▶ **Exercise brief**: Below are entries; output exactly the lines from the one with "column 64, row 243" to the one with "column 347, row 79", both included, and nothing else.

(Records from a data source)
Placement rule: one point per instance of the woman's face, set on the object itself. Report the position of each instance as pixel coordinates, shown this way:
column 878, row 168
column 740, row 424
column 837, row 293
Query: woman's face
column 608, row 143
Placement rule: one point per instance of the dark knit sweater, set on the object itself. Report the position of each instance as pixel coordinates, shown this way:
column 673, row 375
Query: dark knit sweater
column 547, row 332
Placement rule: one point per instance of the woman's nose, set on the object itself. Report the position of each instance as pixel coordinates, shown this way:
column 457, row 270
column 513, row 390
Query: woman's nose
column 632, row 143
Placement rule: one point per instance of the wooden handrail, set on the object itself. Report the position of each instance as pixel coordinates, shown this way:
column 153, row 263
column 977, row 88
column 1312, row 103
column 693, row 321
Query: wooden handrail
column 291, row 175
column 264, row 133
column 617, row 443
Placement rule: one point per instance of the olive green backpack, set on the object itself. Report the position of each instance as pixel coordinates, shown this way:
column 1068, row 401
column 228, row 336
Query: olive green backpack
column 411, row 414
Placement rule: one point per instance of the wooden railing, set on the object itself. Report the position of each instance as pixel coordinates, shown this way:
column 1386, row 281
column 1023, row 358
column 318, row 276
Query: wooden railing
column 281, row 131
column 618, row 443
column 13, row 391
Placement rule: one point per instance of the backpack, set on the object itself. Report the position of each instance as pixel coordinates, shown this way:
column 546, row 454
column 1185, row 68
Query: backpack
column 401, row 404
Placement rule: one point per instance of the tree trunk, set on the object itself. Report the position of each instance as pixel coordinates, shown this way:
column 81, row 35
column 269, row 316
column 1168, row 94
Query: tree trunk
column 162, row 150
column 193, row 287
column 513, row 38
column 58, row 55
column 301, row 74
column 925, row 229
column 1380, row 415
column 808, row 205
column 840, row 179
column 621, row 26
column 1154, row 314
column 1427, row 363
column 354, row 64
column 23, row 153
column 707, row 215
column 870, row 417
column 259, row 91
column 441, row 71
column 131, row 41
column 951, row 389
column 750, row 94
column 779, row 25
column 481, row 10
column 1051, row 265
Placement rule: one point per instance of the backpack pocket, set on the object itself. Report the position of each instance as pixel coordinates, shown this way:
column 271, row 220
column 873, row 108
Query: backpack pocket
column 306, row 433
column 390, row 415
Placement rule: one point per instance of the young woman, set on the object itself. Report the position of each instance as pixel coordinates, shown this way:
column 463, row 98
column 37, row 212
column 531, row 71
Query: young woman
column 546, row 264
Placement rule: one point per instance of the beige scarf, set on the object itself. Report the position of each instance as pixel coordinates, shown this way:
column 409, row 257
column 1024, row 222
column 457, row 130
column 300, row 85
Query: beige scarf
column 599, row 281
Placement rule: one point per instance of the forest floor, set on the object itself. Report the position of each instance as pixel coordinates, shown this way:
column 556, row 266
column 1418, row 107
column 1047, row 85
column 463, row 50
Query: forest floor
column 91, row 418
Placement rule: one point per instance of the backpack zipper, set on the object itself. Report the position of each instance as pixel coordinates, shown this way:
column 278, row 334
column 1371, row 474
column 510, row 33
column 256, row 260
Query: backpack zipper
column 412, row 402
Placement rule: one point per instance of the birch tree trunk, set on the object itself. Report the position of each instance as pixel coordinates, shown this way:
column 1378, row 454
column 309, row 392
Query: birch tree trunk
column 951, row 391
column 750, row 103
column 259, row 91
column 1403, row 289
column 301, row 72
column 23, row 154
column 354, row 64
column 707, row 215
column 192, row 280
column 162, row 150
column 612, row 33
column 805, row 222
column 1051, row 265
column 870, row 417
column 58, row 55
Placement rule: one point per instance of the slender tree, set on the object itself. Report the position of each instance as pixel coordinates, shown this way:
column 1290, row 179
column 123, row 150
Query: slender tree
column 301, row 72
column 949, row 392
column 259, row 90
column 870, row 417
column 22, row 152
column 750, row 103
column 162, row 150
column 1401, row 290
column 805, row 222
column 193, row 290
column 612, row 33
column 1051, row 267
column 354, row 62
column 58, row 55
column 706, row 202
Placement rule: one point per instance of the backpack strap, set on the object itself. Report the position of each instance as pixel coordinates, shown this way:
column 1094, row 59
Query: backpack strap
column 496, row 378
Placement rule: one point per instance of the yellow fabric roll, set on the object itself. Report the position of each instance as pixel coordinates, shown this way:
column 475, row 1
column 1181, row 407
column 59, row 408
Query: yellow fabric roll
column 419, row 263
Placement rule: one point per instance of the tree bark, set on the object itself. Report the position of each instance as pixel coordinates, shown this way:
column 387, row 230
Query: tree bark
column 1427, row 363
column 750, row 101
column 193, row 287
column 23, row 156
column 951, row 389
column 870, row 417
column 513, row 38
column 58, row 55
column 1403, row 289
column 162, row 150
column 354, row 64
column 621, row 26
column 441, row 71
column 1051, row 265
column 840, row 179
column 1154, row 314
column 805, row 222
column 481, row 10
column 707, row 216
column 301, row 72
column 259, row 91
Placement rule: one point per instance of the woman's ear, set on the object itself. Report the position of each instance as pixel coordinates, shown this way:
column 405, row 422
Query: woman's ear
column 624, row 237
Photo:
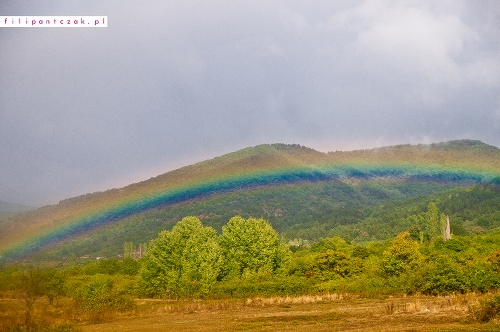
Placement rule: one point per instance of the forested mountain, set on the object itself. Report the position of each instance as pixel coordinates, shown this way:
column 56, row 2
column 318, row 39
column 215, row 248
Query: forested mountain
column 361, row 195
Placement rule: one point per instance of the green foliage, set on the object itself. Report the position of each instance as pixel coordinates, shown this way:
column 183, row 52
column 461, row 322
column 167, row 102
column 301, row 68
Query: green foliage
column 252, row 247
column 442, row 277
column 100, row 295
column 402, row 255
column 487, row 309
column 331, row 264
column 183, row 262
column 130, row 266
column 103, row 266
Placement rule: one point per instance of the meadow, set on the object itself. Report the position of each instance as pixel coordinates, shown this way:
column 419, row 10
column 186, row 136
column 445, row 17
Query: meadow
column 320, row 312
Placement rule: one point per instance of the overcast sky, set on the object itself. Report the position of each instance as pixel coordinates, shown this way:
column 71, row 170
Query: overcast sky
column 170, row 83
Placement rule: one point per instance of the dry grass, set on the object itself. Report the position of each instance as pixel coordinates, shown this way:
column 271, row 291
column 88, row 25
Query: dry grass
column 327, row 312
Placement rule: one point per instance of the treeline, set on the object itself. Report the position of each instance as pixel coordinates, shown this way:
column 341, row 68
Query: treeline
column 249, row 258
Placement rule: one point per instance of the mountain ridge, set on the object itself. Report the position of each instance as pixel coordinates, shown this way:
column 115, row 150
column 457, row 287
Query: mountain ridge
column 265, row 165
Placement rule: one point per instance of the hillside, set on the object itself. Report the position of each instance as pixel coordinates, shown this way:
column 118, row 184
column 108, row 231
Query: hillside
column 295, row 187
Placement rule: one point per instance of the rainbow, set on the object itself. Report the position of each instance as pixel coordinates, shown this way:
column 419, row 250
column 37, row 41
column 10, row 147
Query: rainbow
column 136, row 201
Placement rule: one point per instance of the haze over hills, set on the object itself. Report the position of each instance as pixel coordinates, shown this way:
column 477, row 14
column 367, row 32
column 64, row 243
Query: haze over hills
column 302, row 192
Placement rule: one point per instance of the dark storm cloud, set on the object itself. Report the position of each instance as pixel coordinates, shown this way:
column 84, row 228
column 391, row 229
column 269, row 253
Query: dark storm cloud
column 171, row 83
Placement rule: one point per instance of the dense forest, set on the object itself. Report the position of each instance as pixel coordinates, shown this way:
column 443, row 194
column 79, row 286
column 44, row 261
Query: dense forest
column 418, row 226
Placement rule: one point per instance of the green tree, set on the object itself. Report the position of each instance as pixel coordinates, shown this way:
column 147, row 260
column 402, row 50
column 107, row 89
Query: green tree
column 31, row 284
column 337, row 263
column 183, row 262
column 433, row 221
column 251, row 246
column 402, row 255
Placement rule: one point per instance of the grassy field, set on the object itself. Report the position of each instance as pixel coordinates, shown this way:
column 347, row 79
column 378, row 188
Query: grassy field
column 330, row 312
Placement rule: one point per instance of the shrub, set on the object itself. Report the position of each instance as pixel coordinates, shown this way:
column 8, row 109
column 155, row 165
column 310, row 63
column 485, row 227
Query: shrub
column 486, row 310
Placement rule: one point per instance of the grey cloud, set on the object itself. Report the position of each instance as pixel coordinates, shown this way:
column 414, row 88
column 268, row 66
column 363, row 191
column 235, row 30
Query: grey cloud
column 170, row 83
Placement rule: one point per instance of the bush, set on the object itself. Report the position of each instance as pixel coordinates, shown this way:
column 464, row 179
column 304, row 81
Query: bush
column 100, row 296
column 443, row 278
column 486, row 310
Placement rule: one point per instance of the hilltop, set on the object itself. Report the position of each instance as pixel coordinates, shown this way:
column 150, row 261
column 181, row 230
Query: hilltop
column 303, row 192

▶ **Answer box**:
column 64, row 243
Query: haze over hills
column 302, row 192
Placement rule: one point per instance of the dark storm cloud, set on the object itself. Report the position of each instance as pixel coordinates, shown this way:
column 84, row 228
column 391, row 229
column 269, row 253
Query: dark storm cloud
column 171, row 83
Placement rule: one point per instance of the dense forest, set on the object itself. Report the position of each instance as pixel coordinates, shown this way:
column 443, row 194
column 79, row 286
column 44, row 261
Query: dense forest
column 418, row 226
Placement rule: one point per instance of the green tree, set on the object itself. Report the position of each instance as pixel coordinates, shown this way:
column 147, row 260
column 402, row 50
column 107, row 89
Query: green tree
column 31, row 284
column 337, row 263
column 183, row 262
column 433, row 221
column 251, row 246
column 402, row 255
Placement rule: one point per instance of the grassy field, set on the object itself. Report the position of each instance as pixel coordinates, shown this way:
column 347, row 79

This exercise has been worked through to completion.